** start of Information supplied **

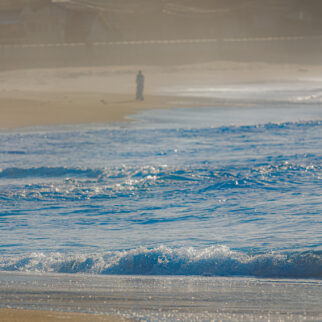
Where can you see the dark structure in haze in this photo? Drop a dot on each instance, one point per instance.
(39, 21)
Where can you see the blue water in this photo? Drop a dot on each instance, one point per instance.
(223, 191)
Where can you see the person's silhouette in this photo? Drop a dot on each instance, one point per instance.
(139, 86)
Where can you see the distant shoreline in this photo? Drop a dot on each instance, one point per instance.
(84, 95)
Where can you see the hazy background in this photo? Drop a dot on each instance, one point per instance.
(41, 33)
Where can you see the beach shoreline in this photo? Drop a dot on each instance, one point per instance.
(126, 297)
(84, 95)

** end of Information supplied **

§ Requirement: Can you give every line of the items above as a JSON list of strings, one string per line, with blank lines left out? Leave the pictures out of the answer.

§ Response:
[
  "Where can you see the dark structure in haze in this photo? Drop a dot on each instance, one point per instance.",
  "(39, 21)",
  "Where can you see the blue water in this photo? Drop a dot on each instance, one point per instance.",
  "(223, 191)",
  "Where can you see the person's silhouette in this photo? Drop a dot on each instance, one point per instance.",
  "(139, 86)",
  "Where can you see the distant shoreline in this photo? Drop a dot on each instance, one point per instance.",
  "(84, 95)",
  "Where can you see the hazy background in this photo? Drop a dot on each instance, one point per instance.",
  "(41, 33)",
  "Where can you see the beach shoreline in this photo? Drop a dot on each instance, one point per instance.",
  "(126, 297)",
  "(84, 95)"
]